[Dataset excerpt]
---
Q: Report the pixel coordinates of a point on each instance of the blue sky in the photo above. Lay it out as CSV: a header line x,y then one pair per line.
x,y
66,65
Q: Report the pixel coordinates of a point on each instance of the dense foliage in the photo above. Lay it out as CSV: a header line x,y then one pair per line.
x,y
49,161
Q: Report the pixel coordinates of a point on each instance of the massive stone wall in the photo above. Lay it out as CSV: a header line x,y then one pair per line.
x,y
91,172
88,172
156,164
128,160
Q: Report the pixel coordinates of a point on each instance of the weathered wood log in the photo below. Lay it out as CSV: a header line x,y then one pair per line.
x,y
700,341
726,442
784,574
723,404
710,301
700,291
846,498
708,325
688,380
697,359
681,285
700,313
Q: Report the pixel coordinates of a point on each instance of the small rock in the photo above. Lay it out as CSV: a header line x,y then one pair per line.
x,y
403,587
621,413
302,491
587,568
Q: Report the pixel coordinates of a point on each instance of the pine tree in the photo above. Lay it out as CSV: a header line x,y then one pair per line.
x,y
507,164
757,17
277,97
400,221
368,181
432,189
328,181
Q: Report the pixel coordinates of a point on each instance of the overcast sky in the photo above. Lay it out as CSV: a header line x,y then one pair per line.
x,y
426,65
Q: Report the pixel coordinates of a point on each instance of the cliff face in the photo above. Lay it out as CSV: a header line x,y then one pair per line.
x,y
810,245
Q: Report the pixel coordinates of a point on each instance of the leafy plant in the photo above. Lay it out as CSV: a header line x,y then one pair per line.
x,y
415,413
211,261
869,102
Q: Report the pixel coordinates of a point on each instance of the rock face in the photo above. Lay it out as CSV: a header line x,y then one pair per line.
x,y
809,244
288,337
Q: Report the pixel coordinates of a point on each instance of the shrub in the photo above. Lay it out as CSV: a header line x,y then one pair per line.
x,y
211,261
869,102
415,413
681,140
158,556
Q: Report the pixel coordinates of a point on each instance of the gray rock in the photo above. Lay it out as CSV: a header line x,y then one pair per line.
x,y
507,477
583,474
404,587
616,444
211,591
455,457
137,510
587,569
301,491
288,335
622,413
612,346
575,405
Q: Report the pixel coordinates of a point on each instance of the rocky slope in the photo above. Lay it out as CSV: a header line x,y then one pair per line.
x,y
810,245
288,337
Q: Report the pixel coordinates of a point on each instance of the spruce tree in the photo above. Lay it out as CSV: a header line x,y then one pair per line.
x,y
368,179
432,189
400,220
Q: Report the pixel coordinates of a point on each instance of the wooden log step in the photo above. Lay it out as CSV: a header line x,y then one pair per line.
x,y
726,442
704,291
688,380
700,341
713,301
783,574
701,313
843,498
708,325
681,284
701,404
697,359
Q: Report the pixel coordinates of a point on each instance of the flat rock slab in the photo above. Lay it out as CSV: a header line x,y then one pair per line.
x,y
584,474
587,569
---
__EXERCISE DESCRIPTION__
Rewrite all the lines above as a JSON list of strings, one string per line, leaving out any blank lines.

__OUTPUT FOR THIS EXERCISE__
[
  "Q: Report the pixel coordinates of a point on each instance of the blue sky in the photo above. Lay it out as CSV: a header line x,y then one pair per line.",
  "x,y",
  "66,65",
  "Q: Report the pixel coordinates of a point on each instance of the dense foliage in the photo above. Lay it out as CSV: a header line x,y then one pair per line.",
  "x,y",
  "49,161",
  "Q: Report the pixel coordinates of a point on each instance of the massive stone wall in the photo above. Lay it out as CSV: a header line x,y then one pair per line.",
  "x,y",
  "91,172",
  "88,172",
  "156,164",
  "128,160",
  "Q: Report the pixel coordinates of a point on each instance of the weathered wood log in the photo below. Lay it out as CSV: a header line x,y then one pair per line.",
  "x,y",
  "700,341",
  "726,442",
  "784,574",
  "723,404",
  "710,301",
  "700,291",
  "846,498",
  "708,325",
  "688,380",
  "697,359",
  "681,285",
  "700,313",
  "Q: Report the pixel coordinates of a point on each instance of the small rock in the photo above. Lay it out as CSV: a header line x,y then one pair per line.",
  "x,y",
  "403,587",
  "621,413",
  "302,491",
  "587,568",
  "Q: Report the pixel coordinates of a point on each instance of the pine tree in the photo above. Lay it out as CSV: a header line x,y then one pair per line.",
  "x,y",
  "507,164",
  "757,17",
  "277,97",
  "400,221",
  "368,181",
  "432,189",
  "328,181",
  "Q: Report the pixel coordinates of a point on each instance of the overcast sky in the photo above. Lay it out as CSV: a header line x,y then one pair per line.",
  "x,y",
  "426,65",
  "Q: Report the pixel coordinates of a point on each instance of the cliff face in the photo above. Lay it out as CSV: a header line x,y then one pair per line.",
  "x,y",
  "810,245",
  "Q: Report the pixel coordinates of a point on each instance of the leafy plant in the photo above. Lay it out as CSV: a header line x,y then one pair per line.",
  "x,y",
  "415,413",
  "211,261",
  "869,102",
  "Q: Report the pixel coordinates of a point on each instance of the rock face in the photo above. Lay it out as CSV: a header line x,y then one pair per line.",
  "x,y",
  "809,244",
  "288,337",
  "Q: Report the pixel coordinates of a point on each instance of the shrub in the photo above. Lay it out as CSV: a header line x,y then one pair per line.",
  "x,y",
  "211,261",
  "869,102",
  "415,413",
  "681,140",
  "158,556",
  "Q: Report the pixel coordinates of a point on each instance of the gray rock in the photo above. Lay it out as CSV: a header line x,y then one pair per line.",
  "x,y",
  "507,477",
  "583,474",
  "404,587",
  "616,444",
  "211,591",
  "455,457",
  "137,510",
  "587,569",
  "301,491",
  "288,335",
  "622,413",
  "612,346",
  "575,405",
  "Q: Report the pixel coordinates of a point on each instance of the rocky slope in the photo above. Lay it out as CSV: a header line x,y then one pair per line.",
  "x,y",
  "810,245",
  "288,337",
  "Q: Report the pixel coordinates of a point on each instance of the spruce tree in the photo above. Lay it out as CSV: a header line x,y then one pair per line.",
  "x,y",
  "368,179",
  "432,189",
  "400,220",
  "Q: Report the pixel coordinates of a point on each instance of the wooden log step in the photo above. Lay it out as CSV: a header line x,y then one pair per line.",
  "x,y",
  "726,442",
  "704,291",
  "688,380",
  "700,341",
  "713,301",
  "783,574",
  "701,313",
  "843,498",
  "708,325",
  "681,284",
  "701,404",
  "697,359",
  "Q: Report the pixel coordinates of a point on each instance of the flat rock slab in the photo above. Lay it out as CSV: a header line x,y then one pair per line.",
  "x,y",
  "584,474",
  "587,569"
]